• What is required: Find every line in the entries below that contains the string "porch", matching case exactly, and copy each of those lines.
======== Rows
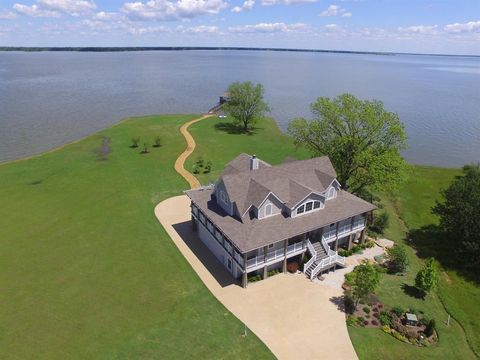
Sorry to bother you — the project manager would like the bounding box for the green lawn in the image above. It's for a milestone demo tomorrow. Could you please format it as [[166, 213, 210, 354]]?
[[349, 166, 480, 359], [185, 117, 310, 184], [0, 115, 274, 359]]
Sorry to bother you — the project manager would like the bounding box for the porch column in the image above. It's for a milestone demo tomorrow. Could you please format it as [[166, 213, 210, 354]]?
[[192, 215, 197, 232], [347, 234, 354, 250], [360, 229, 365, 244], [263, 246, 268, 280], [242, 253, 248, 288]]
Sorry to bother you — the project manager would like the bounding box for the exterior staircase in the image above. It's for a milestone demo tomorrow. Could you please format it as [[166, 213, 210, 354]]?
[[303, 240, 345, 280]]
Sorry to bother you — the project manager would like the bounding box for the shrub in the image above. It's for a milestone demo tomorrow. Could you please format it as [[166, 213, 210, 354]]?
[[344, 295, 355, 314], [347, 315, 358, 326], [392, 306, 405, 316], [130, 137, 140, 148], [203, 160, 212, 174], [393, 331, 407, 342], [387, 244, 409, 273], [287, 261, 298, 274], [369, 212, 390, 235], [195, 156, 204, 167], [425, 319, 435, 337], [141, 143, 149, 154], [378, 311, 392, 326]]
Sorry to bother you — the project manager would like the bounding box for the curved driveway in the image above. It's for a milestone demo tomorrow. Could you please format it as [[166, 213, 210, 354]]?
[[155, 195, 357, 360]]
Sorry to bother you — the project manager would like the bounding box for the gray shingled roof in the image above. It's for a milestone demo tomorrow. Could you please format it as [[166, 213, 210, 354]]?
[[220, 154, 337, 216], [186, 189, 375, 252], [186, 154, 375, 252]]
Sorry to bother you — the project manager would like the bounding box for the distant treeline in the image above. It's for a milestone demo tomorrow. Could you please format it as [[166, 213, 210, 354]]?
[[0, 46, 394, 55], [0, 46, 474, 57]]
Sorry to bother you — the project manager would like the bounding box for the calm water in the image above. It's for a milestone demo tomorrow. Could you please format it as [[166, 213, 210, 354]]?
[[0, 51, 480, 166]]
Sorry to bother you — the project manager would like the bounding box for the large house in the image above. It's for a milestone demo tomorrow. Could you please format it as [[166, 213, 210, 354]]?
[[186, 154, 375, 287]]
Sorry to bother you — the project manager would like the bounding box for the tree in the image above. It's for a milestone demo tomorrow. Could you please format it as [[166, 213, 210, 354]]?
[[387, 244, 409, 273], [352, 261, 380, 308], [223, 81, 270, 132], [433, 164, 480, 274], [288, 94, 408, 195], [415, 258, 438, 294]]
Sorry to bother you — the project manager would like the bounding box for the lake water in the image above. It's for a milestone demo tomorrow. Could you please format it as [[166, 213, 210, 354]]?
[[0, 51, 480, 166]]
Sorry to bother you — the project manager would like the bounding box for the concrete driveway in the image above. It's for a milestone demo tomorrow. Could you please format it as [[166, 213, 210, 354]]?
[[155, 196, 357, 360]]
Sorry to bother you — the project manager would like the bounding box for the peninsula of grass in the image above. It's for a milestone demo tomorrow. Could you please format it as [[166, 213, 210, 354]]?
[[348, 166, 480, 359], [0, 115, 480, 359], [0, 115, 280, 359]]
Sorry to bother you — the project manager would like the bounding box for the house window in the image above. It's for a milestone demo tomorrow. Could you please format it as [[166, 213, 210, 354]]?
[[265, 204, 272, 216], [220, 190, 228, 205]]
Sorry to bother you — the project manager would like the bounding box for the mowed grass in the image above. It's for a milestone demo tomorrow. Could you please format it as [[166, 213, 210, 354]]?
[[185, 117, 311, 185], [0, 115, 273, 359], [349, 166, 480, 359]]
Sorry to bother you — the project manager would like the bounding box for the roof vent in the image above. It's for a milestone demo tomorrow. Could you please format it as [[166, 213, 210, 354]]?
[[250, 155, 259, 170]]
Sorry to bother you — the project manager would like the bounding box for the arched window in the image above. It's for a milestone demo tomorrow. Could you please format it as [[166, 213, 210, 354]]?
[[265, 204, 272, 216]]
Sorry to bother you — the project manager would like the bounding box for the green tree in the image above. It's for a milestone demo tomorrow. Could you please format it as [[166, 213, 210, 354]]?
[[352, 261, 380, 308], [288, 94, 407, 195], [415, 258, 439, 294], [433, 164, 480, 274], [387, 244, 409, 273], [223, 81, 270, 132]]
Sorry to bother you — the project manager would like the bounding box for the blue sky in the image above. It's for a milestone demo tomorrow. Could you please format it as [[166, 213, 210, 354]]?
[[0, 0, 480, 55]]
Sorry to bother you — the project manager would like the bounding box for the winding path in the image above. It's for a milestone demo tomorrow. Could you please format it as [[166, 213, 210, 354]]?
[[175, 114, 212, 189]]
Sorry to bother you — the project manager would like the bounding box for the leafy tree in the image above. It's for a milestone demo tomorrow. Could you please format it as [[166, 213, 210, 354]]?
[[352, 261, 380, 308], [387, 245, 409, 273], [288, 94, 407, 195], [223, 81, 270, 132], [433, 164, 480, 273], [415, 258, 439, 294]]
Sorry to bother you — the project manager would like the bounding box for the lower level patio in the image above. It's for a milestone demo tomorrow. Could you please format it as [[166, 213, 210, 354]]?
[[155, 196, 357, 359]]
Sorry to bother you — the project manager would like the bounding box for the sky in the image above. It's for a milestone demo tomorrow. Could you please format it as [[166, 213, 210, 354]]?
[[0, 0, 480, 55]]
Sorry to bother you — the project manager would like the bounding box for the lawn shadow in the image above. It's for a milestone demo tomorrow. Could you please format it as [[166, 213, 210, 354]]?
[[173, 221, 240, 287], [214, 122, 262, 135], [408, 224, 480, 284], [402, 283, 425, 300]]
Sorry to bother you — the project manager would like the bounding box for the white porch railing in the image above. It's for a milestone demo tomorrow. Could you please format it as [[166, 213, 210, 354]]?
[[303, 239, 317, 273]]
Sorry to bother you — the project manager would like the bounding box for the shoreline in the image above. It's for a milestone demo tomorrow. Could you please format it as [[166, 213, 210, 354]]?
[[0, 114, 462, 169]]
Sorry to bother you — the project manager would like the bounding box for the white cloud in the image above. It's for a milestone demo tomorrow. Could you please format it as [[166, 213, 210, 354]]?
[[398, 25, 438, 35], [122, 0, 228, 20], [37, 0, 97, 15], [320, 5, 352, 17], [13, 0, 97, 17], [0, 11, 17, 20], [13, 4, 60, 17], [176, 25, 218, 34], [444, 20, 480, 33], [262, 0, 318, 6], [232, 0, 255, 13], [228, 23, 307, 33]]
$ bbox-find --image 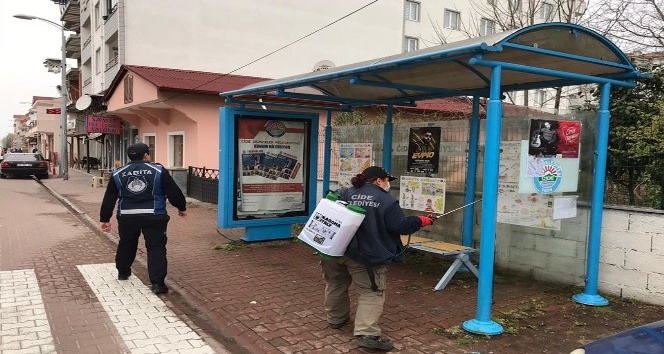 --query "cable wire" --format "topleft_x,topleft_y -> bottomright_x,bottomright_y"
152,0 -> 378,102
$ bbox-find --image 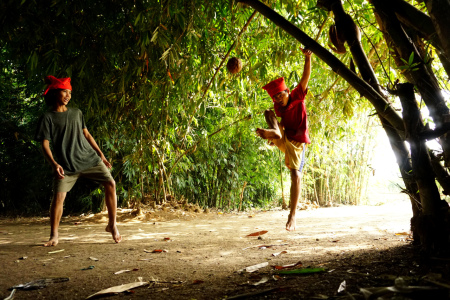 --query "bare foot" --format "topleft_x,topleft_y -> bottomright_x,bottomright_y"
44,235 -> 58,247
286,214 -> 296,231
105,224 -> 122,243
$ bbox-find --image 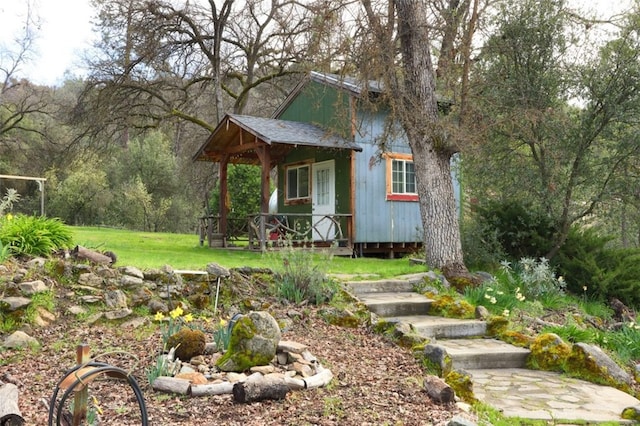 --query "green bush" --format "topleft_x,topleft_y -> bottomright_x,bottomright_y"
554,229 -> 640,307
274,240 -> 338,305
475,201 -> 557,261
0,215 -> 73,256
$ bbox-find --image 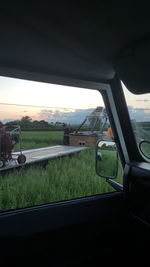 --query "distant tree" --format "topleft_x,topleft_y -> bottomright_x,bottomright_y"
20,116 -> 32,130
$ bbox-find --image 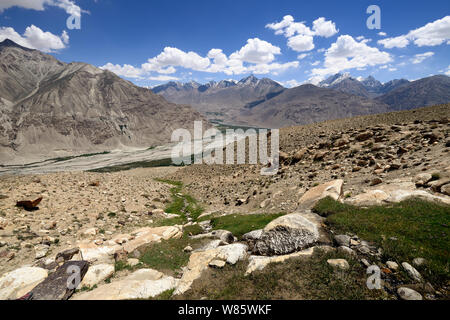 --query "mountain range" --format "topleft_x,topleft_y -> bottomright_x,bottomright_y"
152,73 -> 450,127
0,40 -> 204,164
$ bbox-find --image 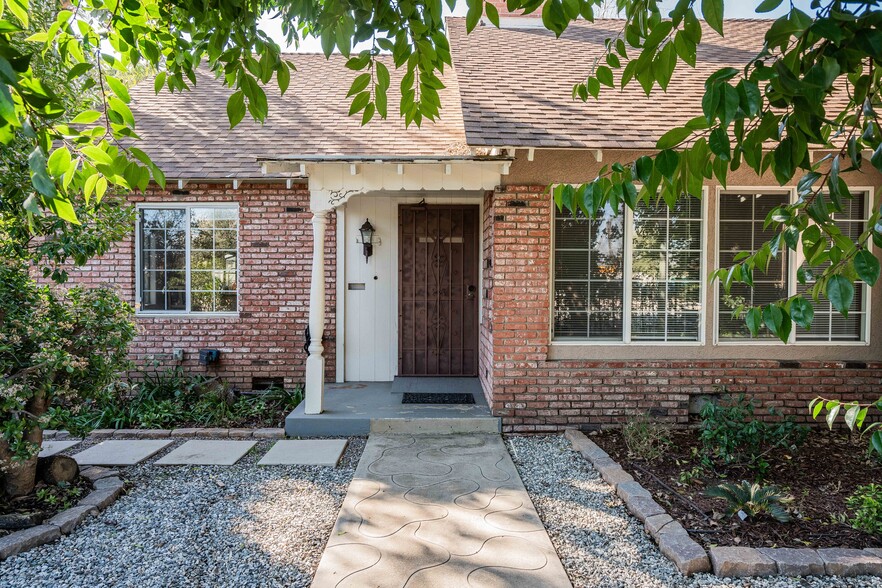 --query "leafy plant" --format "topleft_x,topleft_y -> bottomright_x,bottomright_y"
699,394 -> 807,473
622,413 -> 671,461
809,397 -> 882,459
705,480 -> 793,523
846,484 -> 882,537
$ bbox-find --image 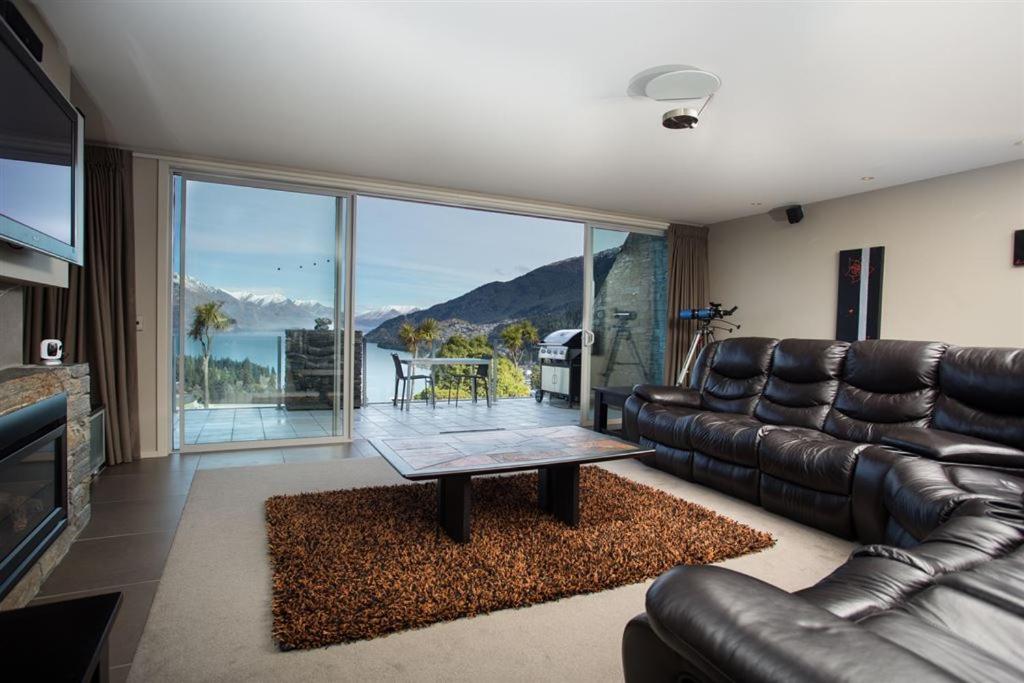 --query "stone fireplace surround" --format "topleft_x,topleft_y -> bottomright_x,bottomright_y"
0,364 -> 92,609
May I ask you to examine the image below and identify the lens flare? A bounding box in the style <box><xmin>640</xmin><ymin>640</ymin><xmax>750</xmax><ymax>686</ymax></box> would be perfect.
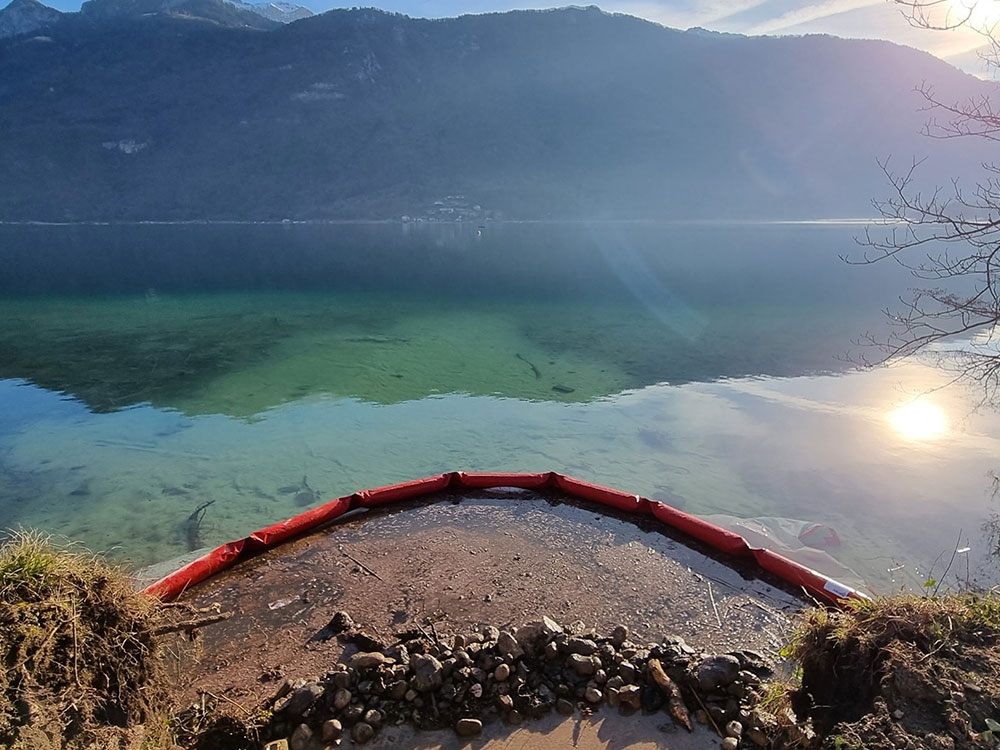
================
• Exercise response:
Sorry to bother you — the project manager would like the bounding box for the porch column in the image above. It's for a milestone demo tomorrow. Could you please format it as [[166, 213, 210, 354]]?
Sorry to bother you — the project manager would like the bounding box for the white porch railing in the image above. It's for a milestone demo tomorrow. Could you please format it as [[166, 213, 210, 354]]?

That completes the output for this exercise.